> Consigne
Répondez aux questions suivantes à partir du texte sur la réforme des retraites ci-dessous.
1. Par quel moyen le projet de réforme des retraites a-t-il été imposé au peuple ?
2. Quelle formule, placée entre guillemets, le texte utilise-t-il pour désigner l'occupant de l'Élysée ?
3. Quels secteurs de travailleuses et de travailleurs sont cités comme ayant tenu seuls le pays pendant la crise sanitaire ?

> Texte du document

Face à un exécutif autoritaire qui piétine la démocratie et multiplie les réquisitions brutales de travailleurs en grève, les violences contre les manifestants, et les arrestations arbitraires, les mobilisations de cette semaine seront à n’en pas douter décisives.
Ils auront donc osé. Rejeté par une très large majorité du peuple, le projet de réforme des retraites du gouvernement lui aura été imposé à coup de 49.3 en contournant éhontément la procédure législative, survivant de justesse à une motion de censure transpartisane. Malgré les plus fortes mobilisations de ces dernières décennies, malgré un front syndical uni, malgré un mouvement de contestation qui gagne toujours plus de secteurs en intensifiant chaque jour les blocages, l’exécutif a choisi de s’entêter dans son mépris et de poursuivre ses politiques de violences sociales d’une ampleur inouïe.
Les travailleuses et les travailleurs qui voient s’assombrir leur avenir ont une fois de plus l’occasion de constater la lâcheté de l’occupant de l’Élysée, “Emmanuel Macron, président des patrons”, des privilégiés, des propriétaires, des fortunés, des rentiers, des profiteurs de crises. De toute évidence élu grâce aux voix de celles et ceux qui refusaient d’ajouter aux prédations du libéralisme bourgeois le tournant du fascisme, le chef de l’État démontre une nouvelle fois qu’il n’écoute pas le peuple, qu’il reste sourd à la rue. Cette dernière le lui a déjà rendu par le passé ; elle le fait aujourd’hui de nouveau.
La violence physique pour appuyer la violence sociale
Le contexte choisi pour avancer les pions de cette réforme injuste est une preuve éclatante du cynisme qui prévaut chez le pouvoir en place. Le peuple voit ses droits se réduire au sortir d’une longue crise sanitaire durant laquelle les salariées et les salariés les plus précaires et les plus exposés auront tenu seuls le pays, n’ayant pas le luxe de rester calfeutrés chez eux derrière le confort d’un bureau : travailleuses et travailleurs de la santé, de la distribution, des transports, de l’énergie, ou encore, déjà, du ramassage des déchets. Ces nouvelles attaques antisociales interviennent par ailleurs après les mobilisations déjà intenses de l’an dernier pour l’augmentation des salaires, pour une juste distribution des richesses, alors que l’inflation dépossède toujours plus les foyers qui voient leur niveau de vie reculer à marche forcée.

> Données brutes
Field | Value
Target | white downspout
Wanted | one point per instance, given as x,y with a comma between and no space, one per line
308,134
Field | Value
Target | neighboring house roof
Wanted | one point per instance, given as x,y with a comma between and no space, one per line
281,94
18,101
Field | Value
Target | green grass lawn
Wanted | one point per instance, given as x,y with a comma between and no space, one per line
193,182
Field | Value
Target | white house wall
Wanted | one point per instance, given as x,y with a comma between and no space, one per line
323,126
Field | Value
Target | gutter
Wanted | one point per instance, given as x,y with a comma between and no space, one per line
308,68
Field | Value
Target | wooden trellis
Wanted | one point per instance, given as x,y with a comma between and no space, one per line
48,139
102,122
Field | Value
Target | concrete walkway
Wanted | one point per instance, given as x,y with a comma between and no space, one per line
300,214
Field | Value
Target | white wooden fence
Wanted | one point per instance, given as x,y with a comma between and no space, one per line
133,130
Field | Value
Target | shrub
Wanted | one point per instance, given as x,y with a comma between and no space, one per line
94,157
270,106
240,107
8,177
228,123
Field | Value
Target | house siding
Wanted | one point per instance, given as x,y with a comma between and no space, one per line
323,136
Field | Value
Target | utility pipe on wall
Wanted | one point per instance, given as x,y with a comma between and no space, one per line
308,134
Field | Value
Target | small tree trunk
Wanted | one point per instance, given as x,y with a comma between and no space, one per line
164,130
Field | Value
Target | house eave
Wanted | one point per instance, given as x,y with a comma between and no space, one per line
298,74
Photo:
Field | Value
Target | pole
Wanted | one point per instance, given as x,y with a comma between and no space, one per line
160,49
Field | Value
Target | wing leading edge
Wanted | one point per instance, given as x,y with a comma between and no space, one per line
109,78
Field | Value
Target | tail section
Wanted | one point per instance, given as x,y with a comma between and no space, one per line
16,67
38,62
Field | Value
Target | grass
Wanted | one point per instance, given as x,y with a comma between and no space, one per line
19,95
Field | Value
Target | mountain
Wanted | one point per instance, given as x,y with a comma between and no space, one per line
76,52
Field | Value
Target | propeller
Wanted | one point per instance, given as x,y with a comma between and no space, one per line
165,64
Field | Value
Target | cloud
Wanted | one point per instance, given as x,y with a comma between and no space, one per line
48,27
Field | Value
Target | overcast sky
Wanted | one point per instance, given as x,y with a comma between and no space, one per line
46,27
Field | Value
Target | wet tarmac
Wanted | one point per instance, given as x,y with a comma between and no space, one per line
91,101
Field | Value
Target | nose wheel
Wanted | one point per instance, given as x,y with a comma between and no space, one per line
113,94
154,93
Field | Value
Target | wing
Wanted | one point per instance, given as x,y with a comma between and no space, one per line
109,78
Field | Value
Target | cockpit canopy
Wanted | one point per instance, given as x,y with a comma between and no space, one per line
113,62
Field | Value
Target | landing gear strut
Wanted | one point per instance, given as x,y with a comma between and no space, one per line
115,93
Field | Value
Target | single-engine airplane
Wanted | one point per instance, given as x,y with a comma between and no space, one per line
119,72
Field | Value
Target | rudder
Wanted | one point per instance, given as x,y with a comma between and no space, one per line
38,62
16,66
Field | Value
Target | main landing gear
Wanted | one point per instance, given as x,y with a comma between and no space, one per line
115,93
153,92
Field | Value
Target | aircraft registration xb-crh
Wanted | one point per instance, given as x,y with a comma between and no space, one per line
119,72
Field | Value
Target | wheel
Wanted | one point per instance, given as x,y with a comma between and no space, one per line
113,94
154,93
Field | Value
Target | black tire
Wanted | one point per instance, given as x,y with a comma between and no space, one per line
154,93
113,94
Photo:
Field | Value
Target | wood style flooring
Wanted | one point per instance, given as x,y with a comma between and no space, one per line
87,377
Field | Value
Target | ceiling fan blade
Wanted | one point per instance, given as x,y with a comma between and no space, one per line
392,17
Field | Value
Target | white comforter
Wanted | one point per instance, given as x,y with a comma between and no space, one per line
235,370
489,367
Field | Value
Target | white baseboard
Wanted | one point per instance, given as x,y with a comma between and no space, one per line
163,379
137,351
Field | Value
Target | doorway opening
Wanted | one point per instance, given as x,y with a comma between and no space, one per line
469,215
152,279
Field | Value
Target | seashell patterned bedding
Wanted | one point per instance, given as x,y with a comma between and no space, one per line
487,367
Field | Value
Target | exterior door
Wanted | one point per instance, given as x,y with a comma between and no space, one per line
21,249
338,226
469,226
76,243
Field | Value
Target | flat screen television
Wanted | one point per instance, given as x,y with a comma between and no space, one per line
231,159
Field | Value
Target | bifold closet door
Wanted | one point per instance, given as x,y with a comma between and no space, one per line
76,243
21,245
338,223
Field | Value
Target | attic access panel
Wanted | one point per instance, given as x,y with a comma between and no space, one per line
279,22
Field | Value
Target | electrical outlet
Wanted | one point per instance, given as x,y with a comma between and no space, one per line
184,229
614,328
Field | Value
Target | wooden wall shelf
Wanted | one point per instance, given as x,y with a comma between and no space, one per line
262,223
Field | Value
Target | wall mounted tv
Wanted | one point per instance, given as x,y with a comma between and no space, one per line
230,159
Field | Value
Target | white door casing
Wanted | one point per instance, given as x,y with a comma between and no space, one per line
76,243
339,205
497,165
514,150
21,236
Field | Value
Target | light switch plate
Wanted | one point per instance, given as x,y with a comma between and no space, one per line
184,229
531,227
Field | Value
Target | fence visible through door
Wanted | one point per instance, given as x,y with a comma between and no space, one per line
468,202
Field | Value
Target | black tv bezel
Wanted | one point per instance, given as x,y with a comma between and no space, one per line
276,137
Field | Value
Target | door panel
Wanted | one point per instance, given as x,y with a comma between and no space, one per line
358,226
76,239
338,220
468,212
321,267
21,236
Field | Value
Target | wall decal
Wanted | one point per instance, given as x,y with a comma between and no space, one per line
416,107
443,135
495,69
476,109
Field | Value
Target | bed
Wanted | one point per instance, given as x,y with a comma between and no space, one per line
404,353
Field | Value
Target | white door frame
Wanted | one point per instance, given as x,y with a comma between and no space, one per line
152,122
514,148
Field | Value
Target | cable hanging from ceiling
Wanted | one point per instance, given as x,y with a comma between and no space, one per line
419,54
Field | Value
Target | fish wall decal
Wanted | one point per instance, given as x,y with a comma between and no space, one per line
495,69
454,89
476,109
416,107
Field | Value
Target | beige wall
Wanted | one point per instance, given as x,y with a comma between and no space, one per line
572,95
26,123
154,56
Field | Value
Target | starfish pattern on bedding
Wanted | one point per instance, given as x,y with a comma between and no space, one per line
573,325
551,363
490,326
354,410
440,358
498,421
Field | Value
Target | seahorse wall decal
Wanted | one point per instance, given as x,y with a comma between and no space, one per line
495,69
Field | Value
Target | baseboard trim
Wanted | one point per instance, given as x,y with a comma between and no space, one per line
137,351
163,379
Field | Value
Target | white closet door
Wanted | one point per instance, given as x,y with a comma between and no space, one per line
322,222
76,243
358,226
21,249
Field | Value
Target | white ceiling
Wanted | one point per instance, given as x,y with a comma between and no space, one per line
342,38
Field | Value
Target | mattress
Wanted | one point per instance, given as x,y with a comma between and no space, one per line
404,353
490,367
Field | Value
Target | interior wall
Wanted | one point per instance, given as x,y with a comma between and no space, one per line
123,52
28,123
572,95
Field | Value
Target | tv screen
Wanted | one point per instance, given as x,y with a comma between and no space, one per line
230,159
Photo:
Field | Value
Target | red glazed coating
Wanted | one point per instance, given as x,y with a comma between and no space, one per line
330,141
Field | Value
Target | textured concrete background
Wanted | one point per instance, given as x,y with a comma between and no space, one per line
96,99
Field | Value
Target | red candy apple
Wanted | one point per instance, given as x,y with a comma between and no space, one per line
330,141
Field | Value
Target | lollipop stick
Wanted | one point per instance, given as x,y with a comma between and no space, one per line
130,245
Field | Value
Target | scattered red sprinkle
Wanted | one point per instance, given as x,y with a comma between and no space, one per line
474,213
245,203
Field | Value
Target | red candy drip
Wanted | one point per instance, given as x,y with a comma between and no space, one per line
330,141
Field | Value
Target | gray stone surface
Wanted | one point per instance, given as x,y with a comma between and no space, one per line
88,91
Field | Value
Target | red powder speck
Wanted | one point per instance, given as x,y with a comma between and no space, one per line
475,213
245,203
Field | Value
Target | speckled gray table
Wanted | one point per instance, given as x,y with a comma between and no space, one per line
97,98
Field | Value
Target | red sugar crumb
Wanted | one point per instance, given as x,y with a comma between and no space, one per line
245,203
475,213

> Corrigé
1. Il a été imposé à coup de 49.3, en contournant la procédure législative.
2. « Emmanuel Macron, président des patrons ».
3. La santé, la distribution, les transports, l'énergie et le ramassage des déchets.